* **Document extract**
^^^^

Interview with Steve Key
Steve Key graduated with honors from California State Polytechnic University of Pomona on June 11, 2005, with a B.S. degree in architecture. The subject of Steve’s thesis was the support facility for the Thirty Meter Telescope (TMT). He is currently working toward his architectural license in the State of California, and intends to continue his education in graduate school.

At the request of TMT staff, Steve answered a few questions about his thesis and his unusual perspective on the project.

Q: Why did you pick the TMT as the focus of your thesis project?

In the architecture program, we’re required to come up with our own idea on what we want to study for our thesis project, all the way through to its final design. As far back as I can remember, I have wanted to do something that involves an astronomical observatory, so I started searching for current or new observatories that might make a good thesis subject. Then I came upon the TMT project web site operated by Caltech.

I found the TMT to be a good candidate because it is a telescope that was still in the conceptual design phase, but it had the potential to not only be one of the most technologically advanced observatories, but also the largest to date.

I contacted the TMT office, and Project Manager Gary Sanders replied to my inquiry. Then from there we set up a meeting where I came to TMT, and sat in on one of the site testing meetings to see if TMT is something that I would be interested in using for my thesis project.

Then came the hard part. What could I do that would be helpful for the TMT project and also fulfill my thesis requirements? I came up with the idea of designing the support facilities for the project.

^^^^

* **Source material**
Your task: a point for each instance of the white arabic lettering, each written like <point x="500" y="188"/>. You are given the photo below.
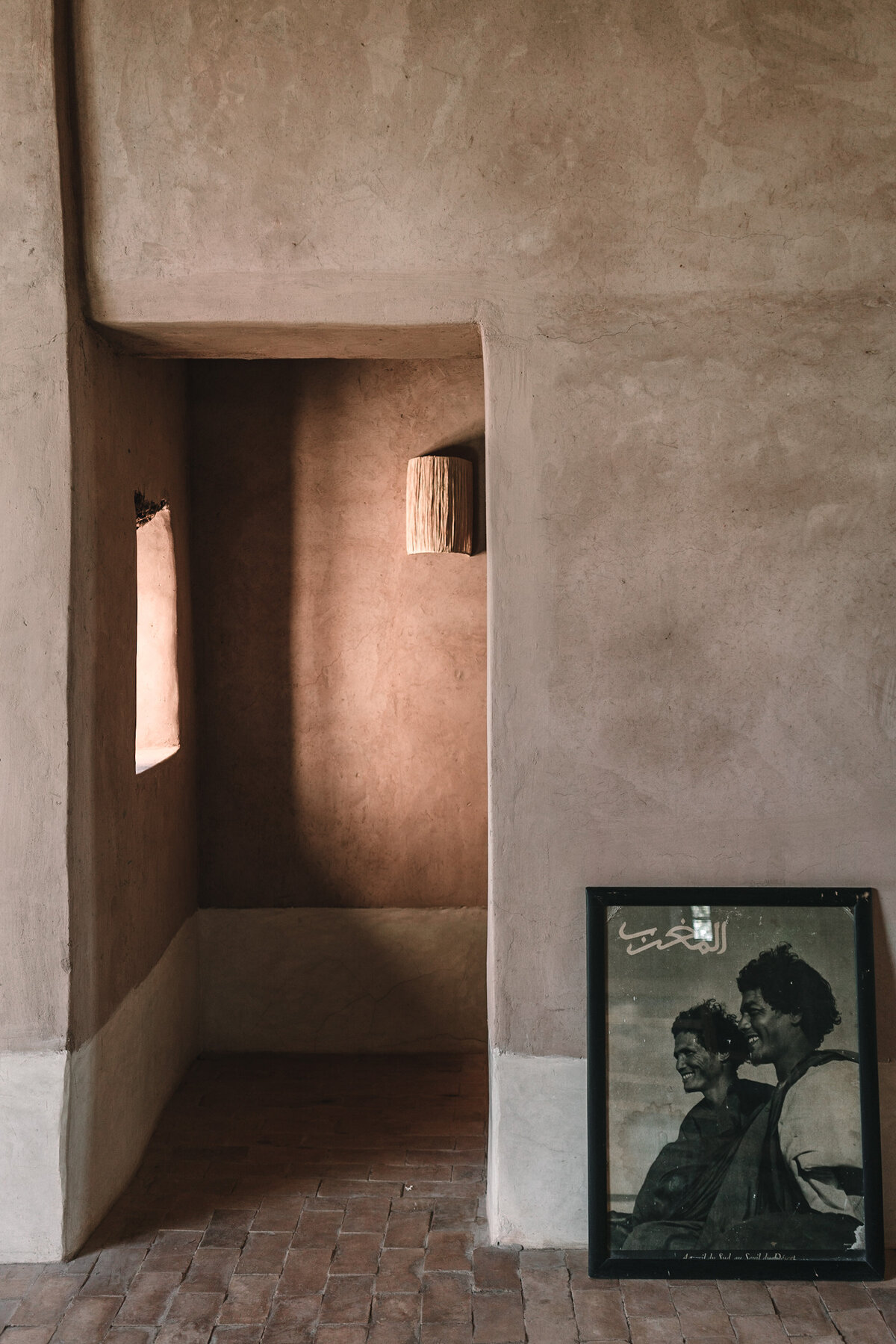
<point x="679" y="935"/>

^^^^

* **Exercise requirements**
In the interview with Steve Key, who replied when he contacted the TMT office?

* **Answer to this problem**
Project Manager Gary Sanders replied to his inquiry.